** start of SOURCE EXCERPT **
Supply-side theory had, before the late 1970s, been a fantasy of a small minority of economists who remained on the far fringes of the mainstream during the early postwar era. Many of them found academic homes at the University of Chicago and other midwestern universities in the Great Lakes region (hence the terms “Chicago school” and “freshwater school” to describe these economists). Over the years, they blended a cocktail of ideas into a plausible vision of economics. They argued that more freedom—freedom from taxation and regulation—would produce a greater supply of goods, services, jobs and, of course, wealth.

Freshwater economic ideas arrived at a propitious moment. They fit perfectly with a distrust of government and a new embrace of individualism in American society. Also, the essential optimism, even utopianism, of these ideas seemed quintessentially American, like the heartland from which they sprang. The bright future they offered felt like the perfect antidote to the nightmare of the Vietnam conflict, the economic shocks of the 1970s, and the malaise of the Carter years. The planets were aligned to turn consumption and lifestyle aspirations loose, financed with tax cuts and borrowing rather than toil.

So, by the early 1980s, the pattern of the next quarter century would be set. The great engine of industrial American capitalism began to recede into memory, replaced by a new “service” economy that specialized in instant gratification. (More on that below.) Also, thanks to the rise of shareholder capitalism and other trends, quarterly profits became all-important, shifting the focus of corporations away from long-term innovation and toward whatever steps it took to make a buck by the next quarterly filing.

Consumption as a percentage of GDP steadily increased from the average 62 percent to 63 percent range (where it had hovered during the period from the end of World War II through the early 1980s) to 70 percent of GDP by the 1990s. Most of this additional consumption would be financed not by greater productivity but by credit. And overall outstanding debt in the United States would explode from the 150 percent of GDP of the postwar years to over 350 percent by the peak of the Great Credit Bubble in 2009.1

Meanwhile, America’s political leadership, particularly Republicans, learned an alarming (as it turned out) lesson during the 1980s: that “deficits don’t matter,” as Vice President Dick Cheney would later say. Politicians could win office by pandering to the public’s desire for low taxes and lots of spending, and leave the bill to future generations. Once upon a time, Republicans were the main opponents of this free-lunch approach; in the 1980s, they became the chief proponents of something for nothing—all under the guise of championing growth and freedom. The old conservative ethos of pay-as-you-go was dead and buried by the time Reagan was reelected in a landslide in 1984. And in subsequent years, as the GOP moved even more to the right, the most positive aspects of conservatism—fiscal prudence and a reflex toward balanced restraint—all but disappeared, leaving the right to morph into the most economically reckless ideological movement in American history. What many Republicans sought to put across was not really conservatism—although they wore the moniker with gusto—but that magic combination of prosperity and populism that assures political success.

When Ronald Reagan came to power in 1981, he and other advocates of economic liberalization made some good arguments. Yes, there was too much regulation in some parts of the economy. And yes, the top tax bracket of 70 percent was, in fact, way too high. Certainly there was a strong case to be made that more free-market dynamism was needed to foster faster growth.

As Daniel Yergin and Joseph Stanislaw wrote in their book, The Commanding Heights, the Reagan Revolution was part of a larger global pushback against too much government intervention in the economy.2 Ultimately this drive for liberalization would fundamentally remake societies around the world, with capitalist practices eventually pushing aside a heavy-handed statism, particularly in the Soviet Union, India, and China, as we have already discussed.
** end of SOURCE EXCERPT **
▶ **PROBLEM A**: Return, word for word, the part of the passage on supply-side economics starting at "When Ronald Reagan" and ending at "have already discussed.".
▶ **PROBLEM B**: Write the next part of the passage on supply-side economics, picking up right after its last sentence.
The records are separate from the passage on supply-side economics.
** start of RAW DATA **
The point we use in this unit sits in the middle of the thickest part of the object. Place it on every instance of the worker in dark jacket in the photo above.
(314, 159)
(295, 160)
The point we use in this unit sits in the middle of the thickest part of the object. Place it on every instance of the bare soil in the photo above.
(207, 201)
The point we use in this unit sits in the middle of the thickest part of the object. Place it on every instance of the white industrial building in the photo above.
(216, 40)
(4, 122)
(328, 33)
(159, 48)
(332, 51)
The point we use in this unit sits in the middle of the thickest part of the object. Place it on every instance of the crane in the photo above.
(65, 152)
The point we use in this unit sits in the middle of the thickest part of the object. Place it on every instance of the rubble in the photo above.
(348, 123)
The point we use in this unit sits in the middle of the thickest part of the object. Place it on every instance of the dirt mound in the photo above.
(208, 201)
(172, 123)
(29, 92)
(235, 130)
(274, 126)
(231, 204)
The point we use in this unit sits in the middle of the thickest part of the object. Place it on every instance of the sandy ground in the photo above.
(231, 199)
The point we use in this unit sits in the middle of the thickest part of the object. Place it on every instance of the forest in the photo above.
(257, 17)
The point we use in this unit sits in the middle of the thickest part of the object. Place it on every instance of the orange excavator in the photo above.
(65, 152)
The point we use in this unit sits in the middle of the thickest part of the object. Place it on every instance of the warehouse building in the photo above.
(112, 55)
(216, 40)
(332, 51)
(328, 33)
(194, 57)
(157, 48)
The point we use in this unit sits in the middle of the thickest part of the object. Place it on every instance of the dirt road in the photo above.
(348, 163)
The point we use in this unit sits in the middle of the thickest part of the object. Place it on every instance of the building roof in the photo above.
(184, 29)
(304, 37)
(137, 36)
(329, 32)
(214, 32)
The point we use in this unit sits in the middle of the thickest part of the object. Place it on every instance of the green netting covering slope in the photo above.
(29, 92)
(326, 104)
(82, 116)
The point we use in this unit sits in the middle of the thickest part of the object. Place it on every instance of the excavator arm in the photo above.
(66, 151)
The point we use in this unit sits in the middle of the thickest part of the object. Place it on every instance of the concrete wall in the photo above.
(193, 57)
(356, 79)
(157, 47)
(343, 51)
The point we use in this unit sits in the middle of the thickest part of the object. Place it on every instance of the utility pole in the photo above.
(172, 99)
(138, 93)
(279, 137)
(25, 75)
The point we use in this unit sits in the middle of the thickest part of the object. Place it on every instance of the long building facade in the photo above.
** end of RAW DATA **
▶ **EXPECTED ANSWER A**:
When Ronald Reagan came to power in 1981, he and other advocates of economic liberalization made some good arguments. Yes, there was too much regulation in some parts of the economy. And yes, the top tax bracket of 70 percent was, in fact, way too high. Certainly there was a strong case to be made that more free-market dynamism was needed to foster faster growth.

As Daniel Yergin and Joseph Stanislaw wrote in their book, The Commanding Heights, the Reagan Revolution was part of a larger global pushback against too much government intervention in the economy.2 Ultimately this drive for liberalization would fundamentally remake societies around the world, with capitalist practices eventually pushing aside a heavy-handed statism, particularly in the Soviet Union, India, and China, as we have already discussed.

▶ **EXPECTED ANSWER B**:
Ironically, though, the very same movement that gave rise to new competitors in the developing world—and ushered in the age of oversupply—would end up going too far in the United States. While China and other competitors never abandoned a strategic role for government in choreographed economic growth, such thinking became anathema in a Republican Party that controlled much of the U.S. government from 1981 to 2009, an all-important period of change.

By rejecting managed capitalism as major competitors gained power, the United States economically disarmed itself just as the age of globalization began. The hard realities of geoeconomic power were ignored by a Republican Party that embraced the beliefs of earlier times: that economic liberty and less government involvement in commerce would inevitably result in long-term, steady prosperity. Their economic message—balanced and smaller government budgets, lower taxes, less national debt, reliance on the common sense of individuals to save and invest, and the reduction or elimination of socioeconomic engineering and entitlements—sounded very attractive and, in fact, it is attractive. In some parallel universe there may be an America that lives plainly, that consumes only what it can profitably produce, that requires fewer services and less support from government, and that lives within its means and sacrifices for the common wealth of family and nation.

That nation, however, is not the America of the past three decades. It may or may not be an America that ever actually existed. But it is not the consumerist, overly leveraged country of the present day.

The evasions and denials of this fact by those of a broad range of political stripes helps account for several problems I discuss later on, particularly regarding massive deficit spending. Yet the bigger problem with the new so-called conservative economic vision is that the right embraced supply-side thinking just as the world was entering the age of oversupply.

SUPPLY-SIDE DREAMS

Starting in the early 1980s, a focus on tax cuts stood at the core of supply-side arguments embraced by a generation of Republican leaders. Supply-siders argue that economic growth and prosperity is driven by increasing the supply of goods and services by making an investment in the increase of such supply economically attractive to those with capital and other resources.

Supply-side adherents hold that consumption (demand) merely derives from an increase in supply. By offering incentives—and limiting disincentives, such as taxes—to those capable of increasing the supply of goods and services, the benefits will trickle down to all participants in an economy. If goods and services are being produced at a lower cost, people will be able to buy more of them—increasing demand, spurring more hiring, and growing the economy. All of which, the logic goes, will result in more tax revenues, even though rates are lower—an alluring outcome also known as tax revenue optimization.

Now, as it turns out, tax revenue optimization theory was developed by none other than John Maynard Keynes, though without all the supply-side trappings. Keynes postulated that there was a point of the curve of potential taxation rates at which government revenues would be maximized by virtue of the relative incentives and/or disincentives caused by tax rates. The supply-side economist Arthur Laffer, as political mythology has it, drew this curve on a napkin for none other than future Reagan advisers Dick Cheney and Donald Rumsfeld, along with the writer Jude Wanniski, in the cocktail lounge of the Washington Hotel in 1974 to illustrate the need to avoid tax increases proposed during the Ford administration.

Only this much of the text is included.